__Instructions for the task__. Please report every line of the records below that contains the word "woman".

#####

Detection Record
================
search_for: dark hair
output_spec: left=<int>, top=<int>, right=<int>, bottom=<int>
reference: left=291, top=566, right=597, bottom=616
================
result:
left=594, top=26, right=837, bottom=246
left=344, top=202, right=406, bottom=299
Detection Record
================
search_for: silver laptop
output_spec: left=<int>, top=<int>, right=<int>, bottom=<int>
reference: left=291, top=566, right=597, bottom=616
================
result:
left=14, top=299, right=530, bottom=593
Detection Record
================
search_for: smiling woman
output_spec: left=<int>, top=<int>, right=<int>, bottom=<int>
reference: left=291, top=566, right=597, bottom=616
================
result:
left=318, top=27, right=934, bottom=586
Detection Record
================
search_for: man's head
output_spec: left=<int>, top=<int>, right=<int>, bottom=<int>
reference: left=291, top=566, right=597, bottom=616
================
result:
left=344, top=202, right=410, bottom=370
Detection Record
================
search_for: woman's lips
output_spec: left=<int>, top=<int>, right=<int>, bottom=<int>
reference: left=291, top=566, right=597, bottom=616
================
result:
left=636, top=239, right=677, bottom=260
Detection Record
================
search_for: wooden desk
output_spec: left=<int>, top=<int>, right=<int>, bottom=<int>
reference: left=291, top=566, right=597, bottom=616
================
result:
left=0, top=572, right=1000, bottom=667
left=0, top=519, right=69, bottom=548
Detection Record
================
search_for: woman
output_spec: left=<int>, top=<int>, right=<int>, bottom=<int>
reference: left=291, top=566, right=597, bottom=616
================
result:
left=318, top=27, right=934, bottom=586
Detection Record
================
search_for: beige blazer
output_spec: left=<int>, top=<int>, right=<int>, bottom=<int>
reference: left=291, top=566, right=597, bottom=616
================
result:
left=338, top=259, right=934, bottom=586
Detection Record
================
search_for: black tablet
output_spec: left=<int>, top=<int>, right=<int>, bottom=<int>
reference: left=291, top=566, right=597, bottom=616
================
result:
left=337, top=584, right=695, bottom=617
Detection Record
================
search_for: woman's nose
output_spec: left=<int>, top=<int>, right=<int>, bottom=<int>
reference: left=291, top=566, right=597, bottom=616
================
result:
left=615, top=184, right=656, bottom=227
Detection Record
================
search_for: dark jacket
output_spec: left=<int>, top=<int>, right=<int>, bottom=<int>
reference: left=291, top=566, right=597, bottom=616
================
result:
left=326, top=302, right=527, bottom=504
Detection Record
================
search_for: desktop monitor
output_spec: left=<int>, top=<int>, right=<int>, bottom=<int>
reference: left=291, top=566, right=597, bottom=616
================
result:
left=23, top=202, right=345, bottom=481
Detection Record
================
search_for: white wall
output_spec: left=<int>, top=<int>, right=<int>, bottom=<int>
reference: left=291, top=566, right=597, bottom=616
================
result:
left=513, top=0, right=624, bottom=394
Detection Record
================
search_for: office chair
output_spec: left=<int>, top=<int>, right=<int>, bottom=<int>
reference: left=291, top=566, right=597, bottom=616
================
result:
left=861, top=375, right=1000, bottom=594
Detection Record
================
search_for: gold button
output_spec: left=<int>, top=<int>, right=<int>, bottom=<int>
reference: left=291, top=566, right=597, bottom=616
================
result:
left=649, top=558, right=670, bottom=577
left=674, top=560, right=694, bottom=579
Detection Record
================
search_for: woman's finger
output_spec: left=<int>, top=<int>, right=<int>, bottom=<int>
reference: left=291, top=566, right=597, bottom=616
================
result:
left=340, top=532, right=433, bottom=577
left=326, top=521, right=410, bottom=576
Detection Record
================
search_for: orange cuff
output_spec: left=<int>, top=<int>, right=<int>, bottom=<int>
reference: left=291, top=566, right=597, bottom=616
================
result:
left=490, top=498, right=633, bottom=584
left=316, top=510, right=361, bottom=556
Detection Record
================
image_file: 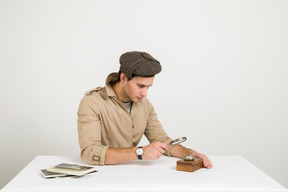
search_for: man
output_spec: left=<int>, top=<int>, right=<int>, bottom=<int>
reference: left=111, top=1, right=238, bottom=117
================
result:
left=78, top=51, right=212, bottom=168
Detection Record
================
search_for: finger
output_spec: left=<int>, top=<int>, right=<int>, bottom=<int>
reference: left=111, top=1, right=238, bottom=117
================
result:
left=159, top=143, right=168, bottom=151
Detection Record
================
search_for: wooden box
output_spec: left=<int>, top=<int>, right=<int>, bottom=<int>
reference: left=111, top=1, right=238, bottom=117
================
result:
left=176, top=158, right=203, bottom=172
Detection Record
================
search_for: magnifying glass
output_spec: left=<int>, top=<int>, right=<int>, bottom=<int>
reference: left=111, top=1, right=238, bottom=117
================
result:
left=169, top=137, right=187, bottom=145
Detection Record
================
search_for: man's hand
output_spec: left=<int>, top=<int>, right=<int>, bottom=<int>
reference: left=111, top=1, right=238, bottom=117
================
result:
left=142, top=142, right=168, bottom=160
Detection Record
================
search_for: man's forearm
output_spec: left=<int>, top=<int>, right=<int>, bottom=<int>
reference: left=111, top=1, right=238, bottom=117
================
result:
left=105, top=147, right=138, bottom=165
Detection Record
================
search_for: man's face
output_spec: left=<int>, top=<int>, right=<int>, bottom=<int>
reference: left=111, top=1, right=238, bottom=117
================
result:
left=123, top=76, right=154, bottom=102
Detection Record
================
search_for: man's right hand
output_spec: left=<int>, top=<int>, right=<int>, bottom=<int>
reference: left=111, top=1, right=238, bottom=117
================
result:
left=142, top=142, right=168, bottom=160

#####

__Expected answer__.
search_for: smiling woman
search_for: woman's lips
search_for: woman
search_for: woman's nose
search_for: woman's finger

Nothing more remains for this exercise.